- **MATERIAL TO PROCESS**

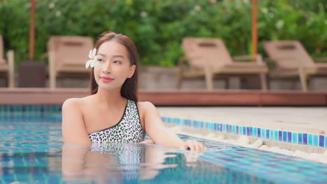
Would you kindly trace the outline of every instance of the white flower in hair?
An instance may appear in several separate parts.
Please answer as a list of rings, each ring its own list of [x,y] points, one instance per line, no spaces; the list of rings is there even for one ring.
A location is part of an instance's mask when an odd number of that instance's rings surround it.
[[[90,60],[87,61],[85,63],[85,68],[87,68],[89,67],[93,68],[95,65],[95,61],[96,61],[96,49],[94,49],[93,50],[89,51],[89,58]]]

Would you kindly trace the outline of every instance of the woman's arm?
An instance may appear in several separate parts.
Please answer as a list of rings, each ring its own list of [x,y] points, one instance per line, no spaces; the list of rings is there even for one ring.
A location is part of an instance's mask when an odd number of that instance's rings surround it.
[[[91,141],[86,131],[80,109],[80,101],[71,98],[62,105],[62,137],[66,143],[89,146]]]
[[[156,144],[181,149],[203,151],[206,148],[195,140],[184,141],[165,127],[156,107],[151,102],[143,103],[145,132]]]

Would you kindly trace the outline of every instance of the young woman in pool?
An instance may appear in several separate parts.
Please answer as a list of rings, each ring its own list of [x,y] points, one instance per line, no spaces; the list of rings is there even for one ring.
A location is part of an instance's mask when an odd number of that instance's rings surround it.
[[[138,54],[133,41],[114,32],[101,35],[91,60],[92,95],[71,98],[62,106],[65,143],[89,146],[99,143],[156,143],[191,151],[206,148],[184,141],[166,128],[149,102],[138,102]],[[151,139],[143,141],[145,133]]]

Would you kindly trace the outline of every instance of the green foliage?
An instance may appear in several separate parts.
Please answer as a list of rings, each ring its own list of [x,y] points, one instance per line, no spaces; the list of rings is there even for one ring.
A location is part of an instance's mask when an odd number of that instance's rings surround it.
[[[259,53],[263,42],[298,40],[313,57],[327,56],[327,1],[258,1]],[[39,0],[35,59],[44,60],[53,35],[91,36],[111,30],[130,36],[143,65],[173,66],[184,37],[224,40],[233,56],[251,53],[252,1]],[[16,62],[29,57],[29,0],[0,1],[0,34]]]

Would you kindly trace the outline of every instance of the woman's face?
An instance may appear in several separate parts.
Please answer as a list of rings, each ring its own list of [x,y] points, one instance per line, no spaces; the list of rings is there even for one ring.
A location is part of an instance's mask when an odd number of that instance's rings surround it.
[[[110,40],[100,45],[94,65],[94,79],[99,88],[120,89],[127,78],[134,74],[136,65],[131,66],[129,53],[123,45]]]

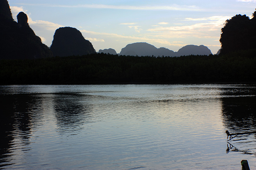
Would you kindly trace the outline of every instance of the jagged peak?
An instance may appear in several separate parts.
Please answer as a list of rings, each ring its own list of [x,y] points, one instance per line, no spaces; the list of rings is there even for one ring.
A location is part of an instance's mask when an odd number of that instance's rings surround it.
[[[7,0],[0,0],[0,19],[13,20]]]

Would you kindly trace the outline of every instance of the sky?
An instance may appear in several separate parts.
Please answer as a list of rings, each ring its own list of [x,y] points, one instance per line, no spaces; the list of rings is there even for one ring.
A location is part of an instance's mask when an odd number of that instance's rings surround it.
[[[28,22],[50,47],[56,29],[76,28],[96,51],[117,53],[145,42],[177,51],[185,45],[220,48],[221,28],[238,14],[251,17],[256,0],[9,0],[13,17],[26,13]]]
* * *
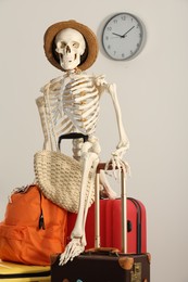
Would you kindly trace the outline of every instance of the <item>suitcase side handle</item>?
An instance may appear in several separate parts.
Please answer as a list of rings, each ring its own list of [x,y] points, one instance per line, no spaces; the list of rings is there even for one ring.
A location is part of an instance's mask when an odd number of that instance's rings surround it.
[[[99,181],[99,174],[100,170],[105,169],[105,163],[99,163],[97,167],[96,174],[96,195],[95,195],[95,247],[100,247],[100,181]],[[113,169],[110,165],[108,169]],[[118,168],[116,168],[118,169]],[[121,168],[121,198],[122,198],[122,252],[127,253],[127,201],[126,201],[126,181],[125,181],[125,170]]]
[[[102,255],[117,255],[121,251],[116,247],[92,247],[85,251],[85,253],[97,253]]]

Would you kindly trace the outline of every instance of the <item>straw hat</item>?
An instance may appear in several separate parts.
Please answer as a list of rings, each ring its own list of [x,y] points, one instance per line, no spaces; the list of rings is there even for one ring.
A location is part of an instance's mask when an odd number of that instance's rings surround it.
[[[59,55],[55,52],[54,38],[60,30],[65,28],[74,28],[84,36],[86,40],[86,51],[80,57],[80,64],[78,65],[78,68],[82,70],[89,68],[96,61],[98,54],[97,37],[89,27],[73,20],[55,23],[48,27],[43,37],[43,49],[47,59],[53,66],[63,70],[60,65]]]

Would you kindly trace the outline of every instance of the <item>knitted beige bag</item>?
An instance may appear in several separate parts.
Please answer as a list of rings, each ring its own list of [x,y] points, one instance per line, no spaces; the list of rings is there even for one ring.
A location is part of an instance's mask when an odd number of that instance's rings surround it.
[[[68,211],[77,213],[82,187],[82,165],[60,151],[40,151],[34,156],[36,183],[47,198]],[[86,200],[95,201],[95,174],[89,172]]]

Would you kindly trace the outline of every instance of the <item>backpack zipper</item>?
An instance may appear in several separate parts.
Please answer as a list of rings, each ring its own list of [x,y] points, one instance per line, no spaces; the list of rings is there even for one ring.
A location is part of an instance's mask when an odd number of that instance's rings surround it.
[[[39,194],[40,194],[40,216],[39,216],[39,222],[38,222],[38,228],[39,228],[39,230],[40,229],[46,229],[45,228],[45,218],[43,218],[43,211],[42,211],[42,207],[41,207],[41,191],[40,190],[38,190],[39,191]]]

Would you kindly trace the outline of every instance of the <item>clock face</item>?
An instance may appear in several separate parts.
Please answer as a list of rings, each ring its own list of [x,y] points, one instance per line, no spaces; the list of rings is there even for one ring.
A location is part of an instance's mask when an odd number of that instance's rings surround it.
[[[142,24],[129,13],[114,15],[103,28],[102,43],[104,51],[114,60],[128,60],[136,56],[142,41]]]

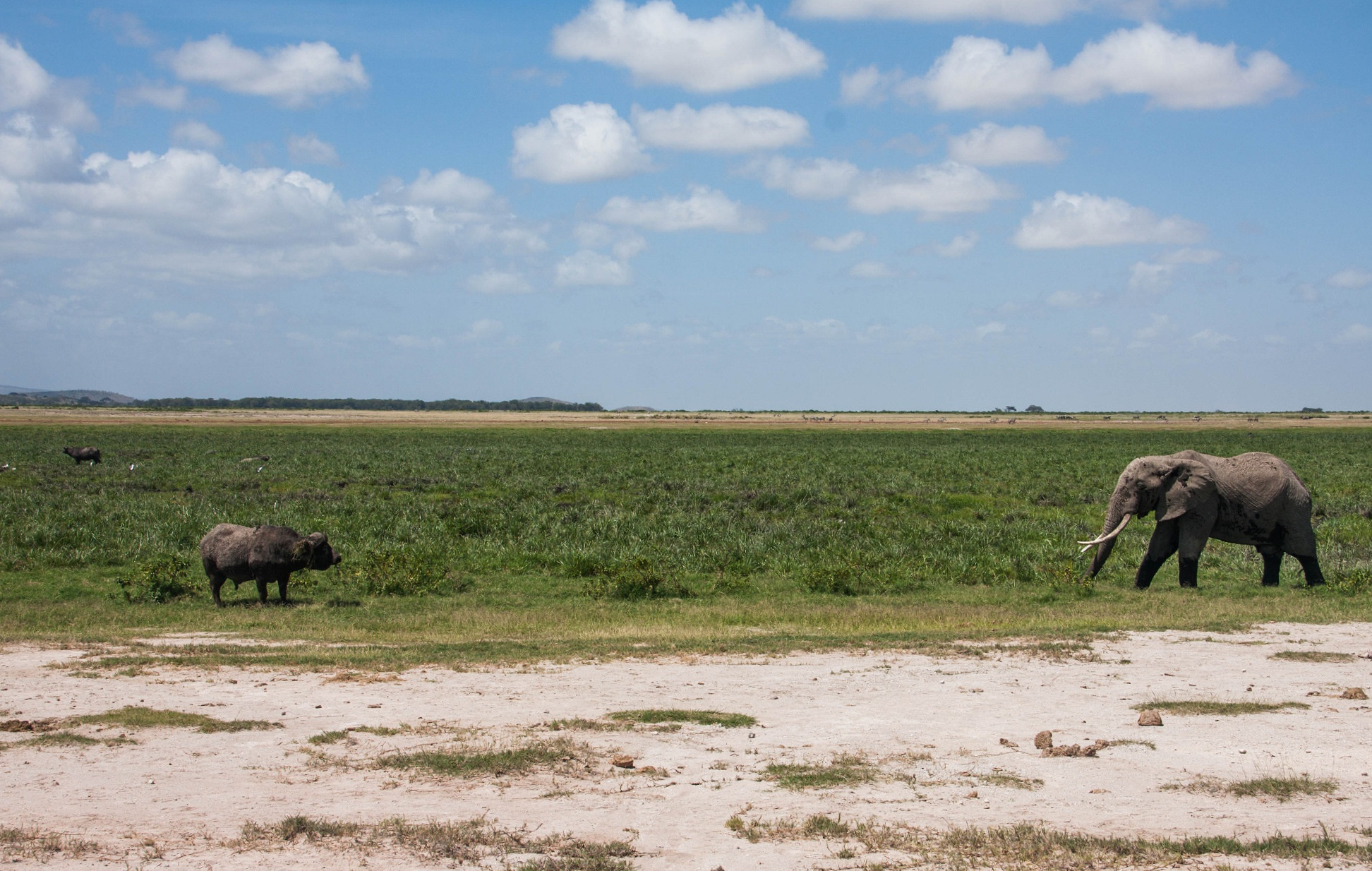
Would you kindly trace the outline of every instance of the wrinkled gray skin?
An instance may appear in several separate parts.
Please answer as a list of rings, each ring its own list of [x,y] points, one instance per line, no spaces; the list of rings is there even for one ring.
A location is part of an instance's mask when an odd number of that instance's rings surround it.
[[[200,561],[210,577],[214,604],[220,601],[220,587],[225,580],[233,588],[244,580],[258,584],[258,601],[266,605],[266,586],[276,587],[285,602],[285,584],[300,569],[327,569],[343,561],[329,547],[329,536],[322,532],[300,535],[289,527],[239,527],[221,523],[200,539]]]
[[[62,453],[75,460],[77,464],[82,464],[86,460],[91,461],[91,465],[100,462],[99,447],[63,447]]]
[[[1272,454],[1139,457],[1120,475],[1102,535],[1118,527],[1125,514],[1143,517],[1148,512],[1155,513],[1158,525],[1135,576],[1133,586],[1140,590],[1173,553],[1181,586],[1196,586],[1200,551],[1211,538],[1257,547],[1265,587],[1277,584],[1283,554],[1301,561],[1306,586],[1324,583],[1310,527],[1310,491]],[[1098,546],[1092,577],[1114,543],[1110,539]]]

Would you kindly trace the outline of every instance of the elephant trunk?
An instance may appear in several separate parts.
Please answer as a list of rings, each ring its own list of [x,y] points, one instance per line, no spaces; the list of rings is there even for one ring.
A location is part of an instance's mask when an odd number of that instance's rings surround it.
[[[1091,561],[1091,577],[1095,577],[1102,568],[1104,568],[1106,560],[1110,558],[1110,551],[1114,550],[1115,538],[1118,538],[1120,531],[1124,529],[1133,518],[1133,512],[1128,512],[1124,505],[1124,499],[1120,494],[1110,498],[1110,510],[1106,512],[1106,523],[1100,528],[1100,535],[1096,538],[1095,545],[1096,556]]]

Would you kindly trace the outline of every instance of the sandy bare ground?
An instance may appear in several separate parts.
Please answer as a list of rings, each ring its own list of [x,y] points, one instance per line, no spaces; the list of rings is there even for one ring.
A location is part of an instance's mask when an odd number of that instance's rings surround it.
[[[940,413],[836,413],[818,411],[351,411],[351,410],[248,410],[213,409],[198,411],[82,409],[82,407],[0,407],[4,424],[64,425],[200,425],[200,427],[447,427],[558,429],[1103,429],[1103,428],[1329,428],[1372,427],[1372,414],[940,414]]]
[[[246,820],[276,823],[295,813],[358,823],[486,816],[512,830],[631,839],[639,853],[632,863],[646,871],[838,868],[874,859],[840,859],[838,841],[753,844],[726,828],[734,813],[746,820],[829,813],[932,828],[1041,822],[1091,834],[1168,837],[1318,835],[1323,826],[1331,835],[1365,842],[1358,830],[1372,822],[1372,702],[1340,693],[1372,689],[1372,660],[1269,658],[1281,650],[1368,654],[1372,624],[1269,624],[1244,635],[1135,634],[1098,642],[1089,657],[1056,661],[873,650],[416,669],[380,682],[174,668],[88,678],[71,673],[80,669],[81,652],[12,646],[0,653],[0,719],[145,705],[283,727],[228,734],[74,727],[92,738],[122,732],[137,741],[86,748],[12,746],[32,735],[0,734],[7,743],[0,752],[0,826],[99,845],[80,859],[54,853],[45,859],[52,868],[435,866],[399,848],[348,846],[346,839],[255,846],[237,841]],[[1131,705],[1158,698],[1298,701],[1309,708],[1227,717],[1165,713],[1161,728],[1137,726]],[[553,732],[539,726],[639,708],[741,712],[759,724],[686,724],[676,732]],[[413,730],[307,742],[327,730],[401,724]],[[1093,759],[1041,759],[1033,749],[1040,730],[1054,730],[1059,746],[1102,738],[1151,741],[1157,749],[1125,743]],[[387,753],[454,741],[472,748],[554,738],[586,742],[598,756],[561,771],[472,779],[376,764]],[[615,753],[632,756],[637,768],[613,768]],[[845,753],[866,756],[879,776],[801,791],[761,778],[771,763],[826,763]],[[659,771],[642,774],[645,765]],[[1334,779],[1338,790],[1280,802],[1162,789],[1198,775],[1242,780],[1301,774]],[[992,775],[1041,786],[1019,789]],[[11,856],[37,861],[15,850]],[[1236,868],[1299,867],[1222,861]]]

- **PROMPT**
Identify each line of the records that contains the string "item", and copy those lines in full.

- **SOLUTION**
Would you kindly trace the outline of every instance of the <item>suitcase side handle</item>?
Would you kindly trace the outline of every instance of the <item>straw hat</item>?
Would you kindly trace the outline of every instance of the <item>knitted beige bag</item>?
Would you kindly trace the outline of every instance of the <item>backpack zipper</item>?
Would you kindly trace the outline of every instance of the <item>clock face</item>?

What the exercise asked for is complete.